* [Exercise requirements]:
A. In the conversation transcript, whose fantasy does Brooke personally read the sequence as being?
B. Return the stretch of the conversation transcript from "Lindsey: Has become" through "it's Mia's fantasy.", copied word for word.

* [Excerpt to read]:

------------------------------------------------------------------------

Brooke: It's about a band like with a one hit wonder trying to make it trying to turn their one hit wonder to like success. Tom Everett Scott plays a jazz drummer. So it's kind of like a nice little nod to that.

Lindsey: Heh. Ironic.

Brooke: So like they go to the cub and we see that Seb has used like Mia’s logo.

Lindsey: Has become successful because he is willing to compromise some small things about his life.

Brooke: So yeah, so we’re in this club and then we have the fantasy sequence. And there's a bunch of different ways you can read this sequence. Like various interpretations of whose fantasy it is or if it's like a collaborative thing. I personally read it that it's Mia's fantasy.

Lindsey: That's how i read it.

Brooke: So Seb he starts playing their theme and then like Seb stays in that scene when he explains jazz as a white man, she takes this theme and she rewrites it, therefore like she rewrites their relationship. She doesn't have to give up anything in this fantasy sequence. She  gets everything she wanted.

Lindsey: Yeah I was about to say why would it be a collaborative one if Seb’s the only one changing-

Brooke: Yeah.

Lindsey: Like any- like any of the choices that were made in the movie, the entire sequence is her making the same decision and him changing his.

Brooke: Yeah.

Lindsey: Even though, if he did not act exactly the way he did, she would not have been where she is. Their roles for each other were to push themselves to do the things they wanted to do, not because they would’ve been romantically compatible.

------------------------------------------------------------------------

* [Items]:

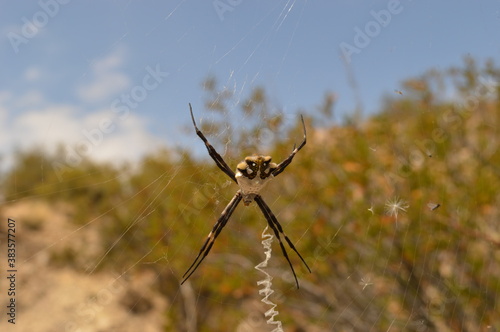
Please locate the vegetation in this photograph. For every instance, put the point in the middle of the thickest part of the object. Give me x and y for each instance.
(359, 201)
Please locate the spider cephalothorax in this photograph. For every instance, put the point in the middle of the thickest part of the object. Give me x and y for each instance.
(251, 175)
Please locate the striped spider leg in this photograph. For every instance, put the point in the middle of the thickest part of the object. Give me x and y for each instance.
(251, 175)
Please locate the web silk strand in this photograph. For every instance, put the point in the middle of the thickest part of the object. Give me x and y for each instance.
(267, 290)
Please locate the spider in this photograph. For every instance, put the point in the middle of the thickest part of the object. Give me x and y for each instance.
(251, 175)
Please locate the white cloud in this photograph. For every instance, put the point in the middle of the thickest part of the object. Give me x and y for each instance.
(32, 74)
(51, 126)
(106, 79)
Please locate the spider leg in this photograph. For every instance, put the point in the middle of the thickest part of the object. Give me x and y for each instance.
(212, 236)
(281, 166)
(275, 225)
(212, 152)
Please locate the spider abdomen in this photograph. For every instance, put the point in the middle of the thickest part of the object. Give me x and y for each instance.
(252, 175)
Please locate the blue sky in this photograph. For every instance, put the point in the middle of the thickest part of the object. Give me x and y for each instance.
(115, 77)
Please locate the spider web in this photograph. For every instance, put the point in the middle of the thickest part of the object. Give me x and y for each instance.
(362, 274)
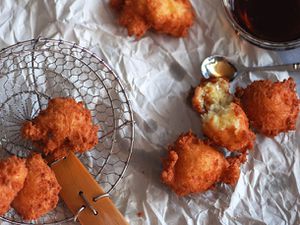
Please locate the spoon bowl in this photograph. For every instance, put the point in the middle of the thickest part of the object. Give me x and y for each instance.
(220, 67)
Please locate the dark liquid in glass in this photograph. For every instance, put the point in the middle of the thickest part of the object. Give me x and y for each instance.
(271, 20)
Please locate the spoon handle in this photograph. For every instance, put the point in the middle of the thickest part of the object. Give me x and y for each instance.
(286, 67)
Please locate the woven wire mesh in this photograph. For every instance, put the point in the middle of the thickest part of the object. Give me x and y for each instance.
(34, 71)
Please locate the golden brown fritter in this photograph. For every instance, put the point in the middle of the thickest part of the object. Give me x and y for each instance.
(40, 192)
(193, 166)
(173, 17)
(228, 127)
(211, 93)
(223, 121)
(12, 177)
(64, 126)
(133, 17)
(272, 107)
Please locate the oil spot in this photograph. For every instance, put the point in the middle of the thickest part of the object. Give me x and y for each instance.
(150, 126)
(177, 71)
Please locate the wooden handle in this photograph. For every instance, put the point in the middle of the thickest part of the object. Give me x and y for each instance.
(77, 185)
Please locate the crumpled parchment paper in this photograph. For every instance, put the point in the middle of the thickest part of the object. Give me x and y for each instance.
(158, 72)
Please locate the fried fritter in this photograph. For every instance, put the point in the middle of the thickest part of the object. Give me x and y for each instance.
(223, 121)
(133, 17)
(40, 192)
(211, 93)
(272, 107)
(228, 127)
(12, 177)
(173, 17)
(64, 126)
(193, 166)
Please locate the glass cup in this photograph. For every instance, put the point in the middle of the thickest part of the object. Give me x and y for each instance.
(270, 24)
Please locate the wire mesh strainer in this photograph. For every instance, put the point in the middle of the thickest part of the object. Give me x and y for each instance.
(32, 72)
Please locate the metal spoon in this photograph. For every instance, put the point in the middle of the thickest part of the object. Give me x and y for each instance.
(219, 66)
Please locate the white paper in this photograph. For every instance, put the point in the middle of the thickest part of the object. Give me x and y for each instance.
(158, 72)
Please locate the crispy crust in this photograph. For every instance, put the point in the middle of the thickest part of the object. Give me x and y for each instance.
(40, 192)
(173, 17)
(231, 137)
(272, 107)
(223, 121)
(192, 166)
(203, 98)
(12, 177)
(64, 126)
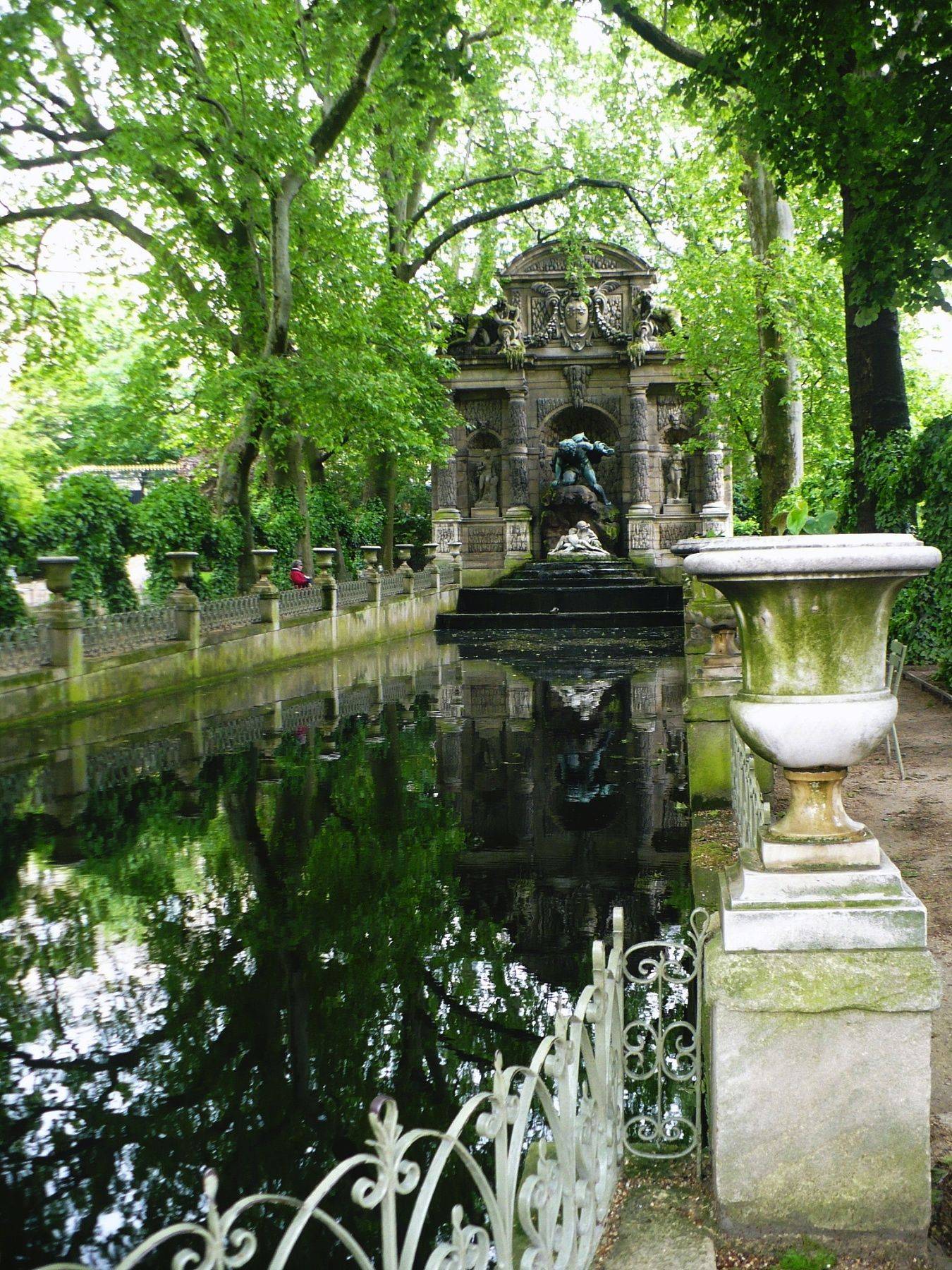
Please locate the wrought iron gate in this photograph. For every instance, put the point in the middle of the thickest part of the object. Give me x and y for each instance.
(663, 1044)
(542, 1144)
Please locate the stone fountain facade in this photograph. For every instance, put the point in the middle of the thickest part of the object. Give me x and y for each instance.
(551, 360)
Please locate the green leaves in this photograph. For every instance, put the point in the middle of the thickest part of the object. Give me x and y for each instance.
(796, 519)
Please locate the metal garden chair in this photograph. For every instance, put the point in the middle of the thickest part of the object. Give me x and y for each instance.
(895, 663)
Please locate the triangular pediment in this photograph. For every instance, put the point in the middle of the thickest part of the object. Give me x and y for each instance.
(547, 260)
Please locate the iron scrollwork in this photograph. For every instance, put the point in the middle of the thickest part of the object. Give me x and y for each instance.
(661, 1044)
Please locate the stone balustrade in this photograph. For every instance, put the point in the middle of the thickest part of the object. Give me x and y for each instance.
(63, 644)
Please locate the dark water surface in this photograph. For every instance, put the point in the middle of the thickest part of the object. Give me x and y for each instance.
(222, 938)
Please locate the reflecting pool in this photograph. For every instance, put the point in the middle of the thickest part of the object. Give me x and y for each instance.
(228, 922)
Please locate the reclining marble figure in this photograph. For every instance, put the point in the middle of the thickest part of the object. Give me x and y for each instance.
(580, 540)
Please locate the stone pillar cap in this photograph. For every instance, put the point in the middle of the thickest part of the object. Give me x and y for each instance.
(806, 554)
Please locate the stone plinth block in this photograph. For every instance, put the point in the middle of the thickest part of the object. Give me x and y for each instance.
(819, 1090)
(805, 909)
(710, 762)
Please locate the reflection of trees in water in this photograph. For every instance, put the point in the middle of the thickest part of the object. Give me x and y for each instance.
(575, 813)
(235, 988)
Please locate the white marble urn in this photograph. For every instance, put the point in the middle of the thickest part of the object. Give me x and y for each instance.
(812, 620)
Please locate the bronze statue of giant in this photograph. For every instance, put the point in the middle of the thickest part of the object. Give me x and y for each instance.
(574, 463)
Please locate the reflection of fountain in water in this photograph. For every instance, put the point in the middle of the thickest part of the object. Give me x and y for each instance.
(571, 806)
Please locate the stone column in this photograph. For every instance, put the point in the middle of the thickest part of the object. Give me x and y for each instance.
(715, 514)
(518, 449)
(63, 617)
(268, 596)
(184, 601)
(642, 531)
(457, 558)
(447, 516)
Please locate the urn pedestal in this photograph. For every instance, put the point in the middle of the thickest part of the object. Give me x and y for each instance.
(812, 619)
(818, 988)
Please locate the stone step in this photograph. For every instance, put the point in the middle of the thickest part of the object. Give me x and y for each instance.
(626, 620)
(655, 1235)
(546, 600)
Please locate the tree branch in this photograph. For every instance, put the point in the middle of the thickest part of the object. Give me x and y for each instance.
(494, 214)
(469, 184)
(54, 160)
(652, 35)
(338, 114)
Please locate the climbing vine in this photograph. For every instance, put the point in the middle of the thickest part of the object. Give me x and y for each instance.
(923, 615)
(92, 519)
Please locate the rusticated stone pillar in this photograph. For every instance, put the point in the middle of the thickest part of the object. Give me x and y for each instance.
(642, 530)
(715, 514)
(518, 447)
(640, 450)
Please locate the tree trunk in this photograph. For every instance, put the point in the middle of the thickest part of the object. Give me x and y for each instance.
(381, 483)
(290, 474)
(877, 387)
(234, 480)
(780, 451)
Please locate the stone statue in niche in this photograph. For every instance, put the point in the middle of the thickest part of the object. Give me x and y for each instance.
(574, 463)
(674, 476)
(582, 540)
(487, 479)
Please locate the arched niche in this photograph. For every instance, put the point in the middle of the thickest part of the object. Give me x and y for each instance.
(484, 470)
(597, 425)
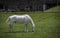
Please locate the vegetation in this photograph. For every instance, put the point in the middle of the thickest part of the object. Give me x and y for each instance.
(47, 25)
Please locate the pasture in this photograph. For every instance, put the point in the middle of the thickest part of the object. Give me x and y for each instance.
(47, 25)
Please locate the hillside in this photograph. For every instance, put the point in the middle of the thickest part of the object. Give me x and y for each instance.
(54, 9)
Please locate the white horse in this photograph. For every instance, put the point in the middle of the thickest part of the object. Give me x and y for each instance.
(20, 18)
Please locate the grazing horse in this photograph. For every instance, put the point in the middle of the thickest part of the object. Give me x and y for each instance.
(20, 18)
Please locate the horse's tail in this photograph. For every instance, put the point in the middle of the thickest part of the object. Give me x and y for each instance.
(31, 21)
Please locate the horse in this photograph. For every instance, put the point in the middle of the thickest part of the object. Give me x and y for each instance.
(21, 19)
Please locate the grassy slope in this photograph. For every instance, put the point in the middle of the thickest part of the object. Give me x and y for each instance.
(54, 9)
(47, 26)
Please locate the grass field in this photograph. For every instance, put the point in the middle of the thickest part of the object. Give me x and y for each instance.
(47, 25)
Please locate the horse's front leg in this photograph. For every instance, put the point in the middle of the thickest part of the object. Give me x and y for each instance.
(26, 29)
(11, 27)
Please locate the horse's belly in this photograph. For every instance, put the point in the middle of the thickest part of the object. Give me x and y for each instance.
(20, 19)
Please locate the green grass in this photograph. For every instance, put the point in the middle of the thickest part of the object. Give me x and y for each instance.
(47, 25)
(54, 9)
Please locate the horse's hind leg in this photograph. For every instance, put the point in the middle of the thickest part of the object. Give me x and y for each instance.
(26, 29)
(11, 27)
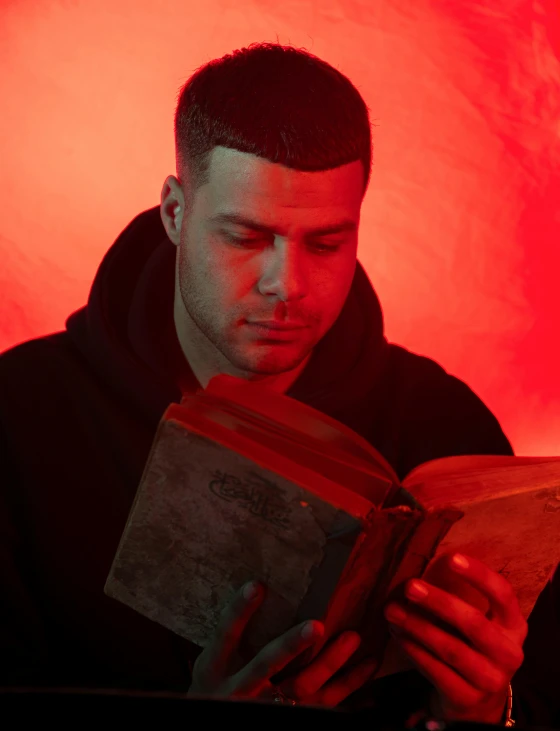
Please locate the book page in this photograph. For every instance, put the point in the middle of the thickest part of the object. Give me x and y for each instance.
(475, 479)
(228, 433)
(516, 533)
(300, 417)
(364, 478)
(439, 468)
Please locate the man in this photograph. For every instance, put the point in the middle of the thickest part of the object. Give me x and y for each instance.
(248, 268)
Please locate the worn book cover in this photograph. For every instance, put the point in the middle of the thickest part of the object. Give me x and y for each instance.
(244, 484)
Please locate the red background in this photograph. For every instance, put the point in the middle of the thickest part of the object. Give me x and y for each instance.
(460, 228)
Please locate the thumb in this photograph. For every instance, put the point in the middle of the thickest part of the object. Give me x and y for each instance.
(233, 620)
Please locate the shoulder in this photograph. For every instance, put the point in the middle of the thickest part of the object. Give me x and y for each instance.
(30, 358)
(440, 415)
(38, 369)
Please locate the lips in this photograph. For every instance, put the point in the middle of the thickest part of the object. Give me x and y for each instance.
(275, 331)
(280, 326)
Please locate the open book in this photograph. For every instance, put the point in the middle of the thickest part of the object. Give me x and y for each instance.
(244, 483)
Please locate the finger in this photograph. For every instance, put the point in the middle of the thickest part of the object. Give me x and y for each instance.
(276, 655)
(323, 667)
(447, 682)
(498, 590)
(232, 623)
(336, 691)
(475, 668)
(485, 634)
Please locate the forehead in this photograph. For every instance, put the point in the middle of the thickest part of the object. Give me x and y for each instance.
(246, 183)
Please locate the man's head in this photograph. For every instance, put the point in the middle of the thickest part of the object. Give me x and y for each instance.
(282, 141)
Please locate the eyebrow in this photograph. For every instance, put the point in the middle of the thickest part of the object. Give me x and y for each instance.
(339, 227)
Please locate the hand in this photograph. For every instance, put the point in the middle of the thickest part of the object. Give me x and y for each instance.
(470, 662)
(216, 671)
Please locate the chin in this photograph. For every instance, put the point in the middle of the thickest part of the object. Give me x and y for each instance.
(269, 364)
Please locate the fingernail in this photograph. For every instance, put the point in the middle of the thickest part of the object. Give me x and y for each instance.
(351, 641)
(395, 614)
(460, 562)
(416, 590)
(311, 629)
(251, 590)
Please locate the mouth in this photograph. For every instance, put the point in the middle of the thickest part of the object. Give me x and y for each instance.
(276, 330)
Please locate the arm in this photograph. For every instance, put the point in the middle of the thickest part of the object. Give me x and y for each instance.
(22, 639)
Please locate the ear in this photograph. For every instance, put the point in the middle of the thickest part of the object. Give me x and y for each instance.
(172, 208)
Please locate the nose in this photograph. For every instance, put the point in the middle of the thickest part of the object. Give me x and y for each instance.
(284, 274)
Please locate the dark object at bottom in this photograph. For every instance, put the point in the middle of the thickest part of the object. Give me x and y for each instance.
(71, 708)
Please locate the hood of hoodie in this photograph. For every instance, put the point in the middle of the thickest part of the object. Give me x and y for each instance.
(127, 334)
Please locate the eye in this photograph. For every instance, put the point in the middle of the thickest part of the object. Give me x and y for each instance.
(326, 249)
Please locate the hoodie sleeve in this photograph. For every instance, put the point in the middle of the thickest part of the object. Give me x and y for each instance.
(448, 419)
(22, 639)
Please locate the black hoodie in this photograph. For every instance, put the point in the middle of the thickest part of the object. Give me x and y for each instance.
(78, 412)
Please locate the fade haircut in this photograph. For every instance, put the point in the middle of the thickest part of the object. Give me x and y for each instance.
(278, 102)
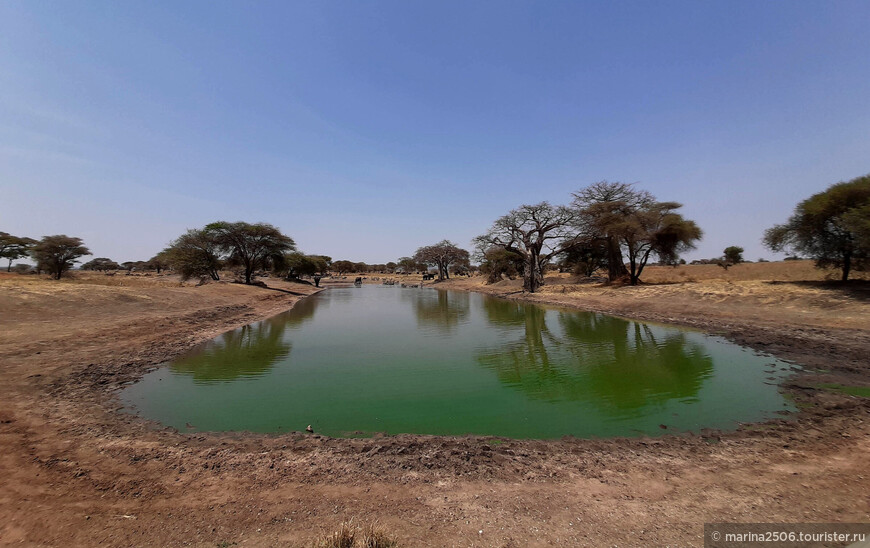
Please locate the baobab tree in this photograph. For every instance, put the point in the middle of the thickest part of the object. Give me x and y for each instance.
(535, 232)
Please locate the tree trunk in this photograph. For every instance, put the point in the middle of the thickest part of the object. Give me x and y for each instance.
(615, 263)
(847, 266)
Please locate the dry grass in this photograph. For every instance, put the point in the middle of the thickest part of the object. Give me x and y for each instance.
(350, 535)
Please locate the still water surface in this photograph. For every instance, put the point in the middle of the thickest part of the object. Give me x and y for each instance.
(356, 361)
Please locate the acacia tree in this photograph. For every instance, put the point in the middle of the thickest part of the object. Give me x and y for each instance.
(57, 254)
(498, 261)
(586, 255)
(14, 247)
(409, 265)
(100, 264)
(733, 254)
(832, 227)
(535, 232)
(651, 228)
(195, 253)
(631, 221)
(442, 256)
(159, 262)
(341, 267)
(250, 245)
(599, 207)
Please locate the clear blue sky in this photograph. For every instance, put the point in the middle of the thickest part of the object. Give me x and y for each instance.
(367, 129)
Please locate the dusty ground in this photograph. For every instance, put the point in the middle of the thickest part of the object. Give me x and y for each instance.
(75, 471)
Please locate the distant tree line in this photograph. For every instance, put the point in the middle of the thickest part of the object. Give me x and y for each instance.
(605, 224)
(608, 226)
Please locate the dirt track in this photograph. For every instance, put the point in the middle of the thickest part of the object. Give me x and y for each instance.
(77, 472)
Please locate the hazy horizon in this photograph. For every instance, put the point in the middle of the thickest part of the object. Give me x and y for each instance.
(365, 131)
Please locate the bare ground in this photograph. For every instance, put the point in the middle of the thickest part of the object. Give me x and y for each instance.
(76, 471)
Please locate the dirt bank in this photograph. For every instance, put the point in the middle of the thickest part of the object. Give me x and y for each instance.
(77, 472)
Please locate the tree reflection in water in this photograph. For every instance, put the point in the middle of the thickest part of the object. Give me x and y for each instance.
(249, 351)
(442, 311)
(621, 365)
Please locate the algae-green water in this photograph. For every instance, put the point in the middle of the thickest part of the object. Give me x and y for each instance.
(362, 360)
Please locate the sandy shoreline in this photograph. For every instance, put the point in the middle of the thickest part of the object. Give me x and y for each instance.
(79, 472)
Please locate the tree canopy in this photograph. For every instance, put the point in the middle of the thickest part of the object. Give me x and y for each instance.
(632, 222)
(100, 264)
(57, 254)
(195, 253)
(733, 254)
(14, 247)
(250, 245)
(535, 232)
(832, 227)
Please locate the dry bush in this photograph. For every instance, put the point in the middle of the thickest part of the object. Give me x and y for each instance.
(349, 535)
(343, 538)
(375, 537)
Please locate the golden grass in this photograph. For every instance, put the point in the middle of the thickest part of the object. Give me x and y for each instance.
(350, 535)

------------------------------------------------------------------------

* [Solutions per task]:
A. Mia's.

B.
Lindsey: Has become successful because he is willing to compromise some small things about his life.

Brooke: So yeah, so we’re in this club and then we have the fantasy sequence. And there's a bunch of different ways you can read this sequence. Like various interpretations of whose fantasy it is or if it's like a collaborative thing. I personally read it that it's Mia's fantasy.